2012-01-23 Thread Joe Mason
People run test builds against live servers by hand all the time.  As long as 
we don't do it too often, I don't see a problem.  Especially as this list would 
be taken from a list of top 100 web sites, which presumably would each be big 
enough to handle the traffic.

 -Original Message-
 From: webkit-dev-boun...@lists.webkit.org [mailto:webkit-dev-
 boun...@lists.webkit.org] On Behalf Of Pablo Flouret
 Sent: Monday, January 23, 2012 2:45 AM
 To: Sergio Villar Senin
 Cc: webkit-dev@lists.webkit.org
 Subject: Re: [webkit-dev] Top 100 sites browsing tests proprosal
 
 On Sun, Jan 22, 2012 at 11:37 PM, Sergio Villar Senin
 svil...@igalia.com wrote:
  En 22/01/12 20:24, Thiago Marcos P. Santos escribiu:
  On Sun, Jan 22, 2012 at 1:06 PM, Pablo Flouret pab...@motorola.com
 
  Maybe instead of storing a local snapshot (assuming you need static
  content for the tests), you can use a online snapshot of a top 100
  website from http://web.archive.org for validation. Not sure if by
 doing
  that you can face the same copyright issues, and... IANAL. :)

→ **Data excerpt**:

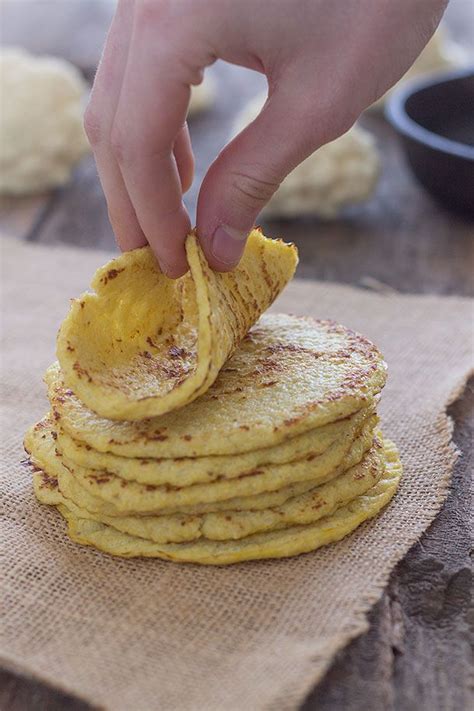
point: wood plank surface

→ **Short problem**:
Please answer these questions about the mailing-list message.
1. From what list does Joe Mason say the sites would be taken?
2. Who is named as the sender of the original message sent on Monday, January 23, 2012?
3. Which website is suggested for an online snapshot?

→ **Task result**:
1. A list of top 100 web sites.
2. Pablo Flouret.
3. http://web.archive.org